= Supplied entries =

↓

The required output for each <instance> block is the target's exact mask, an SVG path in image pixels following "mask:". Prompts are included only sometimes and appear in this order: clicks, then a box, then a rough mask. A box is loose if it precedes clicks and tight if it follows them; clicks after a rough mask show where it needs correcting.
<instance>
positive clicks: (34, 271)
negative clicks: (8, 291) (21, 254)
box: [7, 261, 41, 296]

↑
↓

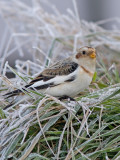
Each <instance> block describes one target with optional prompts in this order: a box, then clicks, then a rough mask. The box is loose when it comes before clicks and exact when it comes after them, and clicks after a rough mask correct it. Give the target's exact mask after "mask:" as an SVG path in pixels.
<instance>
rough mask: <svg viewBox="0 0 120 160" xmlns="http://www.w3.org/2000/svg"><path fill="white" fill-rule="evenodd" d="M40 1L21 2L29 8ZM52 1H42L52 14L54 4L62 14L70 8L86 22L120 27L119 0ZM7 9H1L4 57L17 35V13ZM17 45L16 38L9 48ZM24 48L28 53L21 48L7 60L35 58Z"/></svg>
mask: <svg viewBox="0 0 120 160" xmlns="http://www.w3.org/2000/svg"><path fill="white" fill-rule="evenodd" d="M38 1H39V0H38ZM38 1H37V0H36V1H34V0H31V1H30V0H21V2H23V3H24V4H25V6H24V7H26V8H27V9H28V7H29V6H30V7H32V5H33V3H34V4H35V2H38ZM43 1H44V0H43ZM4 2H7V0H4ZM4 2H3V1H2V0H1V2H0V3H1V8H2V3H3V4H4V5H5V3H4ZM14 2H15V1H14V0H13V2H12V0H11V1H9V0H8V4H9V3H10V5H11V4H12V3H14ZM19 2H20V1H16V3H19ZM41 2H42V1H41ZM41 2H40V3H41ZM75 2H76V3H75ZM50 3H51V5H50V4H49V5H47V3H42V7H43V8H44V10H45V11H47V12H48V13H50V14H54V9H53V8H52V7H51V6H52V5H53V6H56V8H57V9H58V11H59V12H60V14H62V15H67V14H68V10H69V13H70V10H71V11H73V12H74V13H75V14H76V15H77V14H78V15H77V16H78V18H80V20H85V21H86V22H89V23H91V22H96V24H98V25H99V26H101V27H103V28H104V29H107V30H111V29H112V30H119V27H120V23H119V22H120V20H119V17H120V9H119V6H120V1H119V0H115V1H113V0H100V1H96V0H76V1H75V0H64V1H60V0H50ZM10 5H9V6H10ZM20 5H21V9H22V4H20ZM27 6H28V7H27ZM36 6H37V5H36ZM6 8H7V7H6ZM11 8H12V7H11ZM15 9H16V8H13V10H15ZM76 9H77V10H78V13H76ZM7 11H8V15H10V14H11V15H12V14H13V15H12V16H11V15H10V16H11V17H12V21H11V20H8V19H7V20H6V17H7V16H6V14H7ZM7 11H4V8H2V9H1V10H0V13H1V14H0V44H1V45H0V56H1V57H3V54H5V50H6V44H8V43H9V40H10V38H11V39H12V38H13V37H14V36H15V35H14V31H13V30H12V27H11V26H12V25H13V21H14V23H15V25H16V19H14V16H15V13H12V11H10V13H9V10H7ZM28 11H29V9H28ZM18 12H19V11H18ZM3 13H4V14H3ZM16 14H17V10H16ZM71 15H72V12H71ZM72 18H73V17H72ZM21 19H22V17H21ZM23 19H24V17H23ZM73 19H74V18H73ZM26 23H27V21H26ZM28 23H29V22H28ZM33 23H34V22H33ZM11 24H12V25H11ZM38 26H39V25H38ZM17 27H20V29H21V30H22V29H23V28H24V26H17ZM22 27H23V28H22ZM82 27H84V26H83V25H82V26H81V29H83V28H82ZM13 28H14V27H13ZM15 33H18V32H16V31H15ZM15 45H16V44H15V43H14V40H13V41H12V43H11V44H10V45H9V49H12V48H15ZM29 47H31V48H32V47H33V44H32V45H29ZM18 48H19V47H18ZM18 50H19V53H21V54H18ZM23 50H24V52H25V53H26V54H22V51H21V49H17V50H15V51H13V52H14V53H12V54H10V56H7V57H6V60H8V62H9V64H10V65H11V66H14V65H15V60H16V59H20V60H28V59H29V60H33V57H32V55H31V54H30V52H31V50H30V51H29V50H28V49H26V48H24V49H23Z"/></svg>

↑
↓

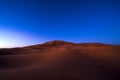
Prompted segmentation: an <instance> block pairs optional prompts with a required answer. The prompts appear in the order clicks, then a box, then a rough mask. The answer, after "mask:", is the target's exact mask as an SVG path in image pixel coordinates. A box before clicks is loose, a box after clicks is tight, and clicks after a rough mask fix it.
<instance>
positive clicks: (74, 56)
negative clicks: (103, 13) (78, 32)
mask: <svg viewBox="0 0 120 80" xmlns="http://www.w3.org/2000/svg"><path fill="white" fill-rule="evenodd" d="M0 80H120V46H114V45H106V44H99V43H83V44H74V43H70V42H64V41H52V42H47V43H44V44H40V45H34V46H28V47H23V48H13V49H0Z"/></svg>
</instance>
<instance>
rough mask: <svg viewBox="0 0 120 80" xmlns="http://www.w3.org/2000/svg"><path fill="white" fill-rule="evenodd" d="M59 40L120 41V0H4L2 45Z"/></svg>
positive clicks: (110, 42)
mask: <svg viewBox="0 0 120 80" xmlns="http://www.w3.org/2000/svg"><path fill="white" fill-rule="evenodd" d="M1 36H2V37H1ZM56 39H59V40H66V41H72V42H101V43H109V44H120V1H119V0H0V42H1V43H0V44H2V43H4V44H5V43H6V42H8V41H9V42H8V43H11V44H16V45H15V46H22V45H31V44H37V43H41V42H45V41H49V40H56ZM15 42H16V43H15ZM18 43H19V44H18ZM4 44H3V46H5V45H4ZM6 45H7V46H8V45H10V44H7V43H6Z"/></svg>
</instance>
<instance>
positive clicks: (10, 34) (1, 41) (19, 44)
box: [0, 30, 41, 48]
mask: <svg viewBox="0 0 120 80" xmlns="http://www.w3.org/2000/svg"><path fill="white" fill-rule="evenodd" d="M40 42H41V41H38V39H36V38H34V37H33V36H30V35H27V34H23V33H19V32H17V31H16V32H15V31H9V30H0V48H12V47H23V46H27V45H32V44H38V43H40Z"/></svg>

↑

= Directive =
Reproduce the lines beginning at the one that has "The required output" and stopping after the one that has "box: [7, 261, 41, 296]", substituting "points" for each "clicks" and keeping everything else unchanged.

= Solution for this problem =
The required output for each <instance> block is the target's exact mask, an SVG path in image pixels following "mask:". Prompts are included only sometimes and appear in this order: points, then a box, then a rough mask. A box is loose if it precedes points and tight if it follows them; points after a rough mask show where it needs correcting.
<instance>
positive points: (34, 271)
negative points: (8, 291) (21, 254)
box: [7, 261, 41, 296]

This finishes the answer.